Rewrite the data below with "red wall panel" changed to "gray wall panel" and everything else left as it is.
+ + + + +
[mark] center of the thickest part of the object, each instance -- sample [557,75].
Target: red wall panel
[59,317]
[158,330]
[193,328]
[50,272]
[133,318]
+ + + + +
*Written answer*.
[mark] center of the thickest part of the object, each instance -- sample [557,75].
Target: gray wall panel
[59,317]
[158,330]
[193,328]
[50,272]
[133,318]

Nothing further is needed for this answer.